DOCUMENT:
□ □ □ □ □
AU NOM DU PEUPLE FRANÇAIS



COUR D'APPEL DE RENNES

ARRÊT DU 16 OCTOBRE 2018





COMPOSITION DE LA COUR LORS DES DÉBATS ET DU DÉLIBÉRÉ:

Président : Monsieur Pierre CALLOCH, Président de chambre, rapporteur

Assesseur : Madame Olivia JEORGER-LE GAC, Conseillère,

Assesseur ...

3ème Chambre Commerciale

ARRÊT N° 375

N° RG 18/02728 et 18/02730

Etablissement Public SNCF RESEAU

C/

SAS COMBIWEST

SELARL FIDES

Infirme partiellement, réforme ou modifie certaines dispositions de la décision déférée

Copie exécutoire délivrée

le :

à : Me X...

Me Y...

RÉPUBLIQUE FRANÇAISE

AU NOM DU PEUPLE FRANÇAIS

COUR D'APPEL DE RENNES

ARRÊT DU 16 OCTOBRE 2018

COMPOSITION DE LA COUR LORS DES DÉBATS ET DU DÉLIBÉRÉ:

Président : Monsieur Pierre CALLOCH, Président de chambre, rapporteur

Assesseur : Madame Olivia JEORGER-LE GAC, Conseillère,

Assesseur : Monsieur Dominique GARET, Conseiller,

GREFFIER :

Madame Isabelle GESLIN OMNES, lors des débats et lors du prononcé

DÉBATS :

A l'audience publique du 04 Septembre 2018

ARRÊT :

contradictoire, prononcé publiquement le 16 Octobre 2018 par mise à disposition au greffe comme indiqué à l'issue des débats

****

APPELANTE :

SNCF RESEAU, immatriculé au RCS de Bobigny sous le n° 412 280 737, établissement public à caractère industriel et commercial, représenté par le président de son conseil d'administration domicilié [...]

Représentée par Me Benoît X... de la SELARL LEXAVOUE RENNES ANGERS, postulant, avocat au barreau de RENNES

Représentée par Me Anne Z... de la SCP GRANRUT SOCIETE D'AVOCATS, plaidant, avocat au barreau de PARIS

INTIMÉES :

SAS COMBIWEST, placée en liquidation judiciaire par jugement tribunal de commerce de Brest du 22 04 2016, prise en la personne de son représentant légal domicilié [...]

Représentée par Me Philippe Y... de la A..., plaidant/postulant, avocat au barreau de BREST

SELARL FIDES représentée par Maître Bernard B..., ès qualités de mandataire liquidateur de la liquidation judiciaire de la SAS COMBIWEST, désignée à cette fonction par jugement du Tribunal de commerce de BREST du 22 avril 2016

[...]

Représentée par Me Philippe Y... de la A..., plaidant/postulant, avocat au barreau de BREST

FAITS ET PROCÉDURE

Suivant demande signée le 6 avril 2011, la société COMBIWEST, spécialisée dans le transport combiné rail-route, s'est vue attribuée des sillons par SNCF RÉSEAU, établissement public national à caractère industriel et commercial chargé de la gestion de l'infrastructure ferroviaire du réseau ferré national. Le 16 novembre 2012, les deux parties ont signé une convention d'occupation du domaine public permettant à la société COMBIWEST d'utiliser le site de RENNES PLATEAU DE BAUD pour exercer son activité.
□ □ □ □ □
SECTION DES DONNÉES:

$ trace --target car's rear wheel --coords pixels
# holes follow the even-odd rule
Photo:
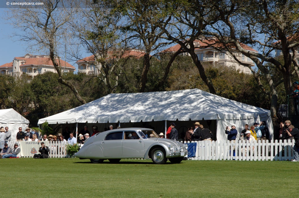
□ □ □ □ □
VOS TÂCHES:
#1 Dans l'arrêt, quelles sont les réponses à ces trois questions ?
(a) À quelle date l'audience publique a-t-elle eu lieu ?
(b) Quel tribunal a placé la SAS COMBIWEST en liquidation judiciaire ?
(c) Quel site la convention du 16 novembre 2012 permettait-elle à la société COMBIWEST d'utiliser ?
#2 Qui siège pour la cour d'appel lors des débats selon l'arrêt ? Donnez tous les magistrats et la greffière, avec leur fonction.
#3 Prolongez l'exposé des faits de l'arrêt en reprenant juste après sa dernière phrase.
Ce matériel n'a aucun lien avec l'arrêt.

CORRIGÉ DE L'EXERCICE:
#1
(a) Le 4 septembre 2018.
(b) Le tribunal de commerce de Brest.
(c) Le site de Rennes Plateau de Baud.

#2
Monsieur Pierre CALLOCH, président de chambre, rapporteur
Madame Olivia JEORGER-LE GAC, conseillère, assesseur
Monsieur Dominique GARET, conseiller, assesseur
Madame Isabelle GESLIN OMNES, greffière

#3
Par requête en date du 21 avril 2015, SNCF RÉSEAU a saisi le tribunal administratif de PARIS d'une demande en paiement par la société COMBIWEST d'une somme en principal de 3 305 920 € 54 au titre des redevances d'infrastructure et des redevances d'occupation domaniale non payées. Par arrêt en date du 27 juin 2017, la cour administrative d'appel de PARIS s'est déclarée incompétente pour connaître des demandes formées au titre des redevances d'infrastructure et a débouté SNCF RÉSEAU de ses demandes au titre des redevances d'occupation domaniale.

Suivant jugement en date du 26 janvier 2016, le tribunal de commerce de BREST a ouvert une procédure de redressement judiciaire à l'encontre de la société COMBIWEST et a nommé la SELARL EMJ en qualité de mandataire judiciaire.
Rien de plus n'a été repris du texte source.